• **Instructions**:
1: Rewrite the paragraph beginning "The paper addresses the vulnerability" from the text on uncooperative agents below as a short bulleted list that keeps its main facts.
2: According to the text on uncooperative agents below, what accuracy does the framework achieve in generating realistic uncooperative behaviors, and how was this validated?

• **Text under study**:
⟨

The Subtle Art of Defection: Understanding Uncooperative Behaviors in LLM based Multi-Agent Systems
Devang Kulshreshtha, Wanyu Du, Raghav Jain, Srikanth Doss, Hang Su, Sandesh Swamy, Yanjun Qi
TL;DR
The paper addresses the vulnerability of LLM-based multi-agent systems to uncooperative behaviors in shared-resource settings. It introduces a game-theory–inspired taxonomy of six uncooperative strategies and the GVSR (Generate, Verify, Score, Refine) pipeline to synthesize adaptive, multi-turn plans that simulate such behaviors. Empirical results show cooperative agents sustain 100% survival with 0% overuse across 12 rounds, while any uncooperative strategy can trigger collapse within 1–7 rounds and induce substantial overuse and inequality; ablations reveal GVSR components are essential for stronger destabilization and stress-testing across three environments. The work demonstrates the need for designing resilient multi-agent systems and provides a structured evaluation framework for robustness against sophisticated uncooperative behaviors. These insights have practical implications for enterprise deployments of autonomous AI systems and guide future mitigation and mitigation-evaluation research.
Abstract
This paper introduces a novel framework for simulating and analyzing how uncooperative behaviors can destabilize or collapse LLM-based multi-agent systems. Our framework includes two key components: (1) a game theory-based taxonomy of uncooperative agent behaviors, addressing a notable gap in the existing literature; and (2) a structured, multi-stage simulation pipeline that dynamically generates and refines uncooperative behaviors as agents' states evolve. We evaluate the framework via a collaborative resource management setting, measuring system stability using metrics such as survival time and resource overuse rate. Empirically, our framework achieves 96.7% accuracy in generating realistic uncooperative behaviors, validated by human evaluations. Our results reveal a striking contrast: cooperative agents maintain perfect system stability (100% survival over 12 rounds with 0% resource overuse), while any uncooperative behavior can trigger rapid system collapse within 1 to 7 rounds. These findings demonstrate that uncooperative agents can significantly degrade collective outcomes, highlighting the need for designing more resilient multi-agent systems.

⟩

• **Provided data**:
⟨

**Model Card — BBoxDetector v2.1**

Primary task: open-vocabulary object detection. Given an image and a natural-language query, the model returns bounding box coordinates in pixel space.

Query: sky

⟩

• **List of solutions**:
1:
- LLM-based multi-agent systems are vulnerable to uncooperative behaviors in shared-resource settings.
- The paper offers a game-theory–inspired taxonomy of six uncooperative strategies.
- It also offers the GVSR (Generate, Verify, Score, Refine) pipeline, which synthesizes adaptive, multi-turn plans that simulate these behaviors.
- Cooperative agents keep 100% survival with 0% overuse across 12 rounds.
- Any uncooperative strategy can trigger collapse within 1–7 rounds and cause substantial overuse and inequality.
- Ablations show that the GVSR components are essential for stronger destabilization and stress-testing across three environments.
- The work shows the need for resilient multi-agent systems and provides a structured framework for evaluating robustness.
- The findings apply to enterprise deployments of autonomous AI systems and guide future research on mitigation and on evaluating mitigation.

2: It achieves 96.7% accuracy, validated by human evaluations.